### Document section
A 2009 study by the Economic Policy Institute estimates that Obama’s campaign pledge to raise the minimum wage to $9.50 by 2011 would inject $60 billion in additional spending into the economy.
When the federal minimum wage was first enacted in 1938 at the height of the Great Depression, its twin goals were maintaining a wage floor to keep workers out of poverty, and stimulating the consumer spending necessary for economic recovery. President Franklin Roosevelt called for its enactment as “an essential part of economic recovery,” explaining that by increasing the purchasing power of those workers “who have the least of it today, the purchasing power of the Nation as a whole – can be still further increased, (and) other happy results will flow from such an increase.”
Another widely cited study by economists David Card and Alan Krueger found that a higher minimum wage can boost job creation for low-skilled professions, while the Organization for Economic Co-operation and Development recently reported an increase could help reduce, however minutely, the rate of income inequality in the U.S. by pushing up the incomes of the poor.

### Data section
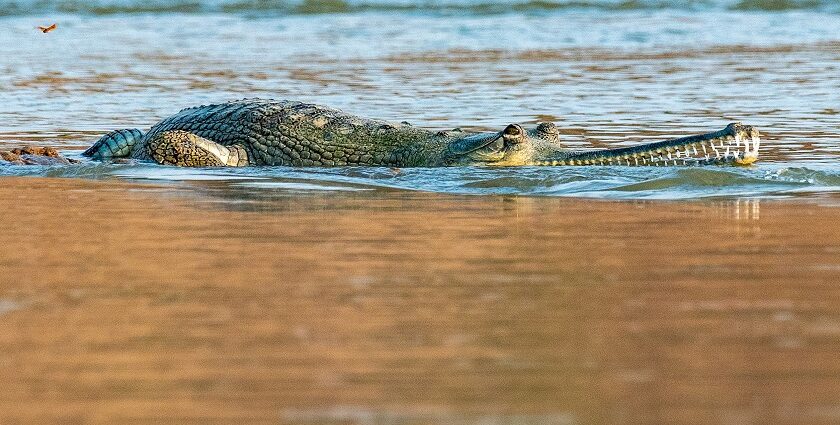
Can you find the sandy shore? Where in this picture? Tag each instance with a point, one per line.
(123, 303)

### Exercises
a. Condense the paragraph of the minimum wage passage that begins "When the federal minimum wage was first enacted" into a short list of its main facts.
b. In the minimum wage passage, reproduce word for word the part that opens with the words containing "Another widely cited" and closes with "of the poor.".

### Per-task answers
a.
- The federal minimum wage was first enacted in 1938, at the height of the Great Depression.
- It had two goals: keeping workers out of poverty with a wage floor, and stimulating the consumer spending needed for economic recovery.
- President Franklin Roosevelt called it "an essential part of economic recovery."
- He explained that raising the purchasing power of the workers who had the least of it would further increase the purchasing power of the Nation as a whole.

b.
Another widely cited study by economists David Card and Alan Krueger found that a higher minimum wage can boost job creation for low-skilled professions, while the Organization for Economic Co-operation and Development recently reported an increase could help reduce, however minutely, the rate of income inequality in the U.S. by pushing up the incomes of the poor.